WHAT YOU WILL DO: Swap "polygon" for "outline" in the lines from the one containing "the bird's eye?" through the one containing "31], [133, 30]]", inclusive. Return only those lines, with nothing else changed.
-------- THE INPUT --------
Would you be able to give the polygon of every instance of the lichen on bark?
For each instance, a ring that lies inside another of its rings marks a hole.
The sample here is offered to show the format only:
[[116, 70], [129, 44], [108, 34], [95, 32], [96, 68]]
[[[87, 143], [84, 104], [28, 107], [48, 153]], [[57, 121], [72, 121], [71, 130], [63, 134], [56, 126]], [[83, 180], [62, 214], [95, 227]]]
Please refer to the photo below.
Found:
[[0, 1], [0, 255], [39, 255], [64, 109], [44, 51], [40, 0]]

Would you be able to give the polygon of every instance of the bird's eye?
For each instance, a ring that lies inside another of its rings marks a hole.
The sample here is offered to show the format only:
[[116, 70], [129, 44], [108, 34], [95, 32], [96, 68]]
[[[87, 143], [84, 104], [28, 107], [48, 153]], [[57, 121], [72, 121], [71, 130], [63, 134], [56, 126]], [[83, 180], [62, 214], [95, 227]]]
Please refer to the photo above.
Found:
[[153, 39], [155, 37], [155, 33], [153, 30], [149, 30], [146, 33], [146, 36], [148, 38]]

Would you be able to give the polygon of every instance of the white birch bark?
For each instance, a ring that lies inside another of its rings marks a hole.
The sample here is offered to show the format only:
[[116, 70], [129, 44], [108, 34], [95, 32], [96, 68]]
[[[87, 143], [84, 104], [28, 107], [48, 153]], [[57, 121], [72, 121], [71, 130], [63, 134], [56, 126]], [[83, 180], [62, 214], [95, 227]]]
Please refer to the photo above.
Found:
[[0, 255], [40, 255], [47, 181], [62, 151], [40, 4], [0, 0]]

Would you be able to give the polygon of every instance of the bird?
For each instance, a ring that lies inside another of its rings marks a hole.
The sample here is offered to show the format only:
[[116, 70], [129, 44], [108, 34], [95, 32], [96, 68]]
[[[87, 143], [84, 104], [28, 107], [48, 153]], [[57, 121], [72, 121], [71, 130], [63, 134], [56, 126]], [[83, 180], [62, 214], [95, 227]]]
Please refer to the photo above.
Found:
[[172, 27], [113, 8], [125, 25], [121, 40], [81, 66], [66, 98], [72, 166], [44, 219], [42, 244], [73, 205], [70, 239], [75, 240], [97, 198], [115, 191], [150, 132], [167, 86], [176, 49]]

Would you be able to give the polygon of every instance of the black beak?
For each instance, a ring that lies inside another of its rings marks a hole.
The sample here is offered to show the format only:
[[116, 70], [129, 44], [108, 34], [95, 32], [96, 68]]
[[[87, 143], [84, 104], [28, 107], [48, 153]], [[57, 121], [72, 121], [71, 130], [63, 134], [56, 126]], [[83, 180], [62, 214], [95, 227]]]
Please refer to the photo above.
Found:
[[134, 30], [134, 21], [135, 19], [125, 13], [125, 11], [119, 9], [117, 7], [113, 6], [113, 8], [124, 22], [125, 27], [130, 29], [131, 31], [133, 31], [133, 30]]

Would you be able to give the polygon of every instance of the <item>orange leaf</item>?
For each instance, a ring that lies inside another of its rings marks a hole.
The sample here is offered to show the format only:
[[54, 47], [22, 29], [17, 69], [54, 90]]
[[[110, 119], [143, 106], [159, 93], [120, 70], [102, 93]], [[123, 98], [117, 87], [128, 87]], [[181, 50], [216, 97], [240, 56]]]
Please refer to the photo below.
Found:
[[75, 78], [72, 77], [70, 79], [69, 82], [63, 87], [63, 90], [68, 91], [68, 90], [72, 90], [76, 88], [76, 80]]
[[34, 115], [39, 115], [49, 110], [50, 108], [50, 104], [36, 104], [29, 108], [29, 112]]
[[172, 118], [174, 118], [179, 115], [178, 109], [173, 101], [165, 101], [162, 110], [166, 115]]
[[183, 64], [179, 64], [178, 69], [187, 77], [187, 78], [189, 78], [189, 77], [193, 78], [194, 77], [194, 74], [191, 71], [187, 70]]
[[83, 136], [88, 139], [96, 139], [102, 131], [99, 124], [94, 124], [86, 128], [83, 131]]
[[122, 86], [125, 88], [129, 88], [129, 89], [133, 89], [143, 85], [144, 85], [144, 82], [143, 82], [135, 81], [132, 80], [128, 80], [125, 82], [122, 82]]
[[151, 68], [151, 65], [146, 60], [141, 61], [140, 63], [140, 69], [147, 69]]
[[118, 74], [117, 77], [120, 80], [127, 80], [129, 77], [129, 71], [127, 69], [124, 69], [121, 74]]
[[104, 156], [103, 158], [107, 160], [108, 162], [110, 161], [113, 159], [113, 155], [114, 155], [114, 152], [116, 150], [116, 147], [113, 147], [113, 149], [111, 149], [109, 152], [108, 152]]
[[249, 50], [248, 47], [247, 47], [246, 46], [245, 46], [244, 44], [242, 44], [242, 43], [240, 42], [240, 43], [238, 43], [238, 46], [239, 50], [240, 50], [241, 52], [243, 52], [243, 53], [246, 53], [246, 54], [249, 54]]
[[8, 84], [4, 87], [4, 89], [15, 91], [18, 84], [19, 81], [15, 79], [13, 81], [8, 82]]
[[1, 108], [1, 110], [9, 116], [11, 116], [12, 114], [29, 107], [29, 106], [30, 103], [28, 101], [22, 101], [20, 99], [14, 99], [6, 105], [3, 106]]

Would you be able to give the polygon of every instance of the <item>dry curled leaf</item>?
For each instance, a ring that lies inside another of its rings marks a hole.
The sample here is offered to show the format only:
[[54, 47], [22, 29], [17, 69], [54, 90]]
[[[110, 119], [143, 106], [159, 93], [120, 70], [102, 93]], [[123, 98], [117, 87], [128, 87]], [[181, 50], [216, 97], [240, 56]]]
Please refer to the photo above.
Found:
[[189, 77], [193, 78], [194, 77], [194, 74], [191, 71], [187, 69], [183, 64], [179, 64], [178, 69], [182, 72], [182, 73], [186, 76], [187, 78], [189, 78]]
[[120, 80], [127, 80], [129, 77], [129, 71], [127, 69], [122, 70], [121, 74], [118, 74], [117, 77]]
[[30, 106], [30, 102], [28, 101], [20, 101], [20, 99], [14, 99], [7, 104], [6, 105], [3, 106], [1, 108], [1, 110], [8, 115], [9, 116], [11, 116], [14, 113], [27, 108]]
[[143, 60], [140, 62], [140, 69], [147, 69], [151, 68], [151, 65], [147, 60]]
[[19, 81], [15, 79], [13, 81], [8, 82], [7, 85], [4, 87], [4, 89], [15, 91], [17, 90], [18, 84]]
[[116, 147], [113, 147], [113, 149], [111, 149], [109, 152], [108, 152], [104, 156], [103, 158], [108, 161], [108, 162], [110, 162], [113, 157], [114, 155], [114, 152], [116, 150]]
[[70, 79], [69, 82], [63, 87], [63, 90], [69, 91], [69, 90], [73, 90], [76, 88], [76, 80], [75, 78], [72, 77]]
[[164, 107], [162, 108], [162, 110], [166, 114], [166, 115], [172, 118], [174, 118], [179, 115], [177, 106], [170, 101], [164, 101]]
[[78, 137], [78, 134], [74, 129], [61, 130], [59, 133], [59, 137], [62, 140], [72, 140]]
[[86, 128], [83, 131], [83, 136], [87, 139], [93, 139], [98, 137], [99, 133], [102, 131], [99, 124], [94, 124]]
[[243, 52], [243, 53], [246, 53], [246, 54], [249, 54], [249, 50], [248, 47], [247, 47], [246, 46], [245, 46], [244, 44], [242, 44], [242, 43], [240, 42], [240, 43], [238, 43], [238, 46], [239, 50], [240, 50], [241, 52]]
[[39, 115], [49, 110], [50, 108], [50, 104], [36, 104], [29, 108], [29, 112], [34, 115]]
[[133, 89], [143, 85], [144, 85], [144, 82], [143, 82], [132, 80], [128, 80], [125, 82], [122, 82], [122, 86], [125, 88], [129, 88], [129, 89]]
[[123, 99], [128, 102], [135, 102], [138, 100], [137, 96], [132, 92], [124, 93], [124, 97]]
--------
THE REPLY:
Would you be able to give the outline of every instance of the bird's eye?
For each instance, a ring that lies inside another of its rings marks a hole.
The sample here is offered to show the format only:
[[116, 70], [129, 44], [108, 34], [95, 32], [96, 68]]
[[[87, 143], [84, 104], [28, 107], [48, 153]], [[57, 121], [72, 121], [71, 130], [63, 134], [56, 126]], [[83, 180], [62, 214], [95, 227]]]
Please refer to the photo above.
Found:
[[153, 39], [155, 37], [155, 33], [153, 30], [149, 30], [146, 33], [146, 36], [148, 38]]

Would you be able to give the outline of every instance of the white birch bark?
For each instance, a ring that lies inside another of its rings marks a hole.
The sample here is offered to show the format only:
[[116, 70], [129, 44], [108, 34], [95, 32], [96, 68]]
[[[87, 143], [84, 104], [28, 107], [48, 153]], [[57, 121], [72, 121], [71, 130], [63, 134], [56, 126]], [[83, 180], [62, 214], [95, 227]]]
Please refer to the photo above.
Found:
[[0, 255], [40, 255], [47, 181], [62, 151], [40, 4], [0, 0]]

Would you be able to give the outline of every instance of the bird?
For each instance, a ring that lies inside another of its rings marks a hole.
The sample here is offered to show the format only:
[[116, 70], [129, 44], [108, 34], [95, 32], [96, 68]]
[[[87, 143], [84, 104], [28, 107], [48, 153]], [[57, 121], [72, 121], [71, 130], [63, 134], [56, 126]], [[83, 180], [62, 214], [95, 227]]]
Please refer to the photo above.
Found:
[[172, 27], [113, 8], [125, 25], [121, 40], [81, 66], [66, 98], [72, 166], [44, 219], [42, 244], [73, 205], [70, 239], [75, 240], [97, 198], [115, 191], [150, 132], [167, 86], [176, 49]]

Would you be able to give the outline of every instance of the black beak?
For each instance, a ring that lies inside another of its rings marks a hole.
The sample here is offered to show the format only:
[[116, 70], [129, 44], [108, 34], [95, 32], [96, 68]]
[[[87, 143], [84, 104], [28, 107], [48, 153]], [[57, 121], [72, 121], [71, 130], [63, 134], [56, 126]], [[83, 180], [62, 214], [95, 227]]]
Please refer to the photo above.
Found:
[[134, 30], [134, 21], [135, 19], [125, 13], [125, 11], [119, 9], [117, 7], [113, 6], [113, 8], [124, 22], [125, 27], [130, 29], [131, 31], [133, 31], [133, 30]]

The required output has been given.